**ЧТО СДЕЛАТЬ:** Оформи все строки ниже в виде нумерованного списка. Пустые строки не включай.

**ИСХОДНЫЕ ДАННЫЕ:**
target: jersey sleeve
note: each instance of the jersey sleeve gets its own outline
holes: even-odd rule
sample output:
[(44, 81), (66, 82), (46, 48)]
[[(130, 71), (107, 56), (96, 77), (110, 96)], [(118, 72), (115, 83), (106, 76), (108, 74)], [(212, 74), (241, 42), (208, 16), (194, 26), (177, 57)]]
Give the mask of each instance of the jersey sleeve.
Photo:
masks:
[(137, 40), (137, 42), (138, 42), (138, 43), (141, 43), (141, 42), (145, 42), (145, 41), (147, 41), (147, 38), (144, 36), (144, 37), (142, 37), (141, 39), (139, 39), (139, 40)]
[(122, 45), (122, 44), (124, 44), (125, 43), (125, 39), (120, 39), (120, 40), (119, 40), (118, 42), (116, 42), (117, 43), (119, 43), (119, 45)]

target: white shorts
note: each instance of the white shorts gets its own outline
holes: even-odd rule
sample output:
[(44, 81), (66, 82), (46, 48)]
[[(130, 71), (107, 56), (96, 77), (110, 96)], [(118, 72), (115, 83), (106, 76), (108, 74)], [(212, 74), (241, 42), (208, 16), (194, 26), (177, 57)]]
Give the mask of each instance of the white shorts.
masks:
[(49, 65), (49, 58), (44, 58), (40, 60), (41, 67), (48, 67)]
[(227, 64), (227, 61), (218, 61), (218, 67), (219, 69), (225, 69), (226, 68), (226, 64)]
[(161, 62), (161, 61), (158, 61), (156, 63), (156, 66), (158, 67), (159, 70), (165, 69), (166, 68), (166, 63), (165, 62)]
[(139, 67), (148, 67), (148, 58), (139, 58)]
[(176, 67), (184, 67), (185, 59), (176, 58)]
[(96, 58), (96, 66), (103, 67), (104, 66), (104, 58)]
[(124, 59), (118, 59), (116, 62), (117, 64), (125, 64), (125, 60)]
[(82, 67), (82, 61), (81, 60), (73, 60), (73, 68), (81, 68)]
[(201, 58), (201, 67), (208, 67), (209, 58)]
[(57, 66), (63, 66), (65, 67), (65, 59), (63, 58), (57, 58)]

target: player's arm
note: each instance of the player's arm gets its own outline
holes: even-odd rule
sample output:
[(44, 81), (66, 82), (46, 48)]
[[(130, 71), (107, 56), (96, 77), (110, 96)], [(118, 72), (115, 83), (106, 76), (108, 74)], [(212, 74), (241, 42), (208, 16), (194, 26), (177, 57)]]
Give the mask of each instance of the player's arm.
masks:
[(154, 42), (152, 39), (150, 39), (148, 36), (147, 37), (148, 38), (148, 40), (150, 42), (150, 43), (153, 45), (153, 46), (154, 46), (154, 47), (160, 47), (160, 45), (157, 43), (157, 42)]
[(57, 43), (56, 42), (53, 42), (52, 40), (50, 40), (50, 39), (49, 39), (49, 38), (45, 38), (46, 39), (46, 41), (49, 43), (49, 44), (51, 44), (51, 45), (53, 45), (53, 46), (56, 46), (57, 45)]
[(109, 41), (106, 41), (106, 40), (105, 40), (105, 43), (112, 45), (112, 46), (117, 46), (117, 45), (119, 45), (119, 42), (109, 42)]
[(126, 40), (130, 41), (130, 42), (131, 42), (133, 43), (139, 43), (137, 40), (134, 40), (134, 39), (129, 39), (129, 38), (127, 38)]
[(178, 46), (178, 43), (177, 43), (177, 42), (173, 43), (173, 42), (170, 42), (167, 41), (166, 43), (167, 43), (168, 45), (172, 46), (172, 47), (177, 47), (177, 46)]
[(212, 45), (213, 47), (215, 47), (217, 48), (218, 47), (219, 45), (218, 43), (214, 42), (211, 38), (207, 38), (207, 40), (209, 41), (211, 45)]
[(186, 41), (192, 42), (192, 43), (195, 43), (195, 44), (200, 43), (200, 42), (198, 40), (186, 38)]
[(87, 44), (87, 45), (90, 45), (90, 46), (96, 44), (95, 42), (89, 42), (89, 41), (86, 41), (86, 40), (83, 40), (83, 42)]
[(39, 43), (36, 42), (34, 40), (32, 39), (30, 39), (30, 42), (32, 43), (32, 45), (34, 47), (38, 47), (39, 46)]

**ОТВЕТ:**
1. target: jersey sleeve
2. note: each instance of the jersey sleeve gets its own outline
3. holes: even-odd rule
4. sample output:
5. [(44, 81), (66, 82), (46, 48)]
6. [[(130, 71), (107, 56), (96, 77), (110, 96)], [(118, 72), (115, 83), (106, 76), (108, 74)], [(212, 74), (241, 42), (208, 16), (194, 26), (177, 57)]]
7. Give the mask of each instance of the jersey sleeve.
8. Photo:
9. masks:
10. [(137, 40), (137, 42), (138, 42), (138, 43), (141, 43), (141, 42), (145, 42), (145, 41), (147, 41), (147, 38), (144, 36), (144, 37), (142, 37), (141, 39), (139, 39), (139, 40)]
11. [(122, 45), (122, 44), (124, 44), (125, 43), (125, 39), (120, 39), (120, 40), (119, 40), (118, 42), (116, 42), (117, 43), (119, 43), (119, 45)]
12. target: white shorts
13. note: each instance of the white shorts gets its own outline
14. holes: even-odd rule
15. sample output:
16. [(44, 81), (66, 82), (46, 48)]
17. [[(130, 71), (107, 56), (96, 77), (110, 96)], [(118, 72), (115, 83), (106, 76), (108, 74)], [(212, 74), (241, 42), (208, 16), (194, 26), (177, 57)]]
18. Give the mask of each instance of the white shorts.
19. masks:
20. [(49, 65), (49, 58), (44, 58), (40, 60), (41, 67), (48, 67)]
21. [(227, 64), (227, 61), (218, 61), (218, 67), (219, 69), (225, 69), (226, 68), (226, 64)]
22. [(161, 62), (161, 61), (158, 61), (156, 63), (156, 66), (158, 67), (159, 70), (165, 69), (166, 68), (166, 63), (165, 62)]
23. [(139, 67), (148, 67), (148, 58), (139, 58)]
24. [(176, 67), (184, 67), (185, 59), (176, 58)]
25. [(96, 58), (96, 66), (103, 67), (104, 66), (104, 58)]
26. [(124, 59), (118, 59), (116, 62), (117, 64), (125, 64), (125, 60)]
27. [(82, 67), (82, 61), (81, 60), (73, 60), (73, 68), (81, 68)]
28. [(201, 58), (201, 67), (208, 67), (209, 58)]
29. [(57, 66), (63, 66), (65, 67), (65, 59), (63, 58), (57, 58)]
30. target: player's arm
31. note: each instance of the player's arm gets its own outline
32. holes: even-odd rule
33. sample output:
34. [(44, 81), (66, 82), (46, 48)]
35. [[(130, 71), (107, 56), (96, 77), (110, 96)], [(118, 72), (115, 83), (106, 76), (108, 74)], [(212, 74), (241, 42), (208, 16), (194, 26), (177, 57)]]
36. Give the mask of each instance of the player's arm.
37. masks:
38. [(154, 42), (152, 39), (150, 39), (148, 36), (147, 37), (148, 38), (148, 40), (150, 42), (150, 43), (153, 45), (153, 46), (154, 46), (154, 47), (160, 47), (160, 45), (157, 43), (157, 42)]
39. [(57, 43), (56, 42), (53, 42), (52, 40), (50, 40), (50, 39), (49, 39), (49, 38), (45, 38), (46, 39), (46, 41), (49, 43), (49, 44), (51, 44), (51, 45), (53, 45), (53, 46), (56, 46), (57, 45)]
40. [(109, 41), (106, 41), (106, 40), (105, 40), (105, 43), (112, 45), (112, 46), (117, 46), (117, 45), (119, 45), (119, 42), (109, 42)]
41. [(126, 40), (130, 41), (130, 42), (131, 42), (133, 43), (139, 43), (137, 40), (134, 40), (134, 39), (129, 39), (129, 38), (127, 38)]
42. [(178, 46), (178, 43), (177, 43), (177, 42), (173, 43), (173, 42), (170, 42), (167, 41), (166, 43), (167, 43), (168, 45), (172, 46), (172, 47), (177, 47), (177, 46)]
43. [(212, 45), (213, 47), (215, 47), (217, 48), (218, 47), (219, 45), (218, 43), (214, 42), (211, 38), (207, 38), (207, 40), (209, 41), (211, 45)]
44. [(186, 41), (192, 42), (192, 43), (195, 43), (195, 44), (200, 43), (200, 42), (198, 40), (186, 38)]
45. [(87, 44), (87, 45), (90, 45), (90, 46), (96, 44), (95, 42), (89, 42), (89, 41), (86, 41), (86, 40), (83, 40), (83, 42)]
46. [(39, 43), (36, 42), (34, 40), (32, 39), (30, 39), (30, 42), (32, 43), (32, 45), (34, 47), (38, 47), (39, 46)]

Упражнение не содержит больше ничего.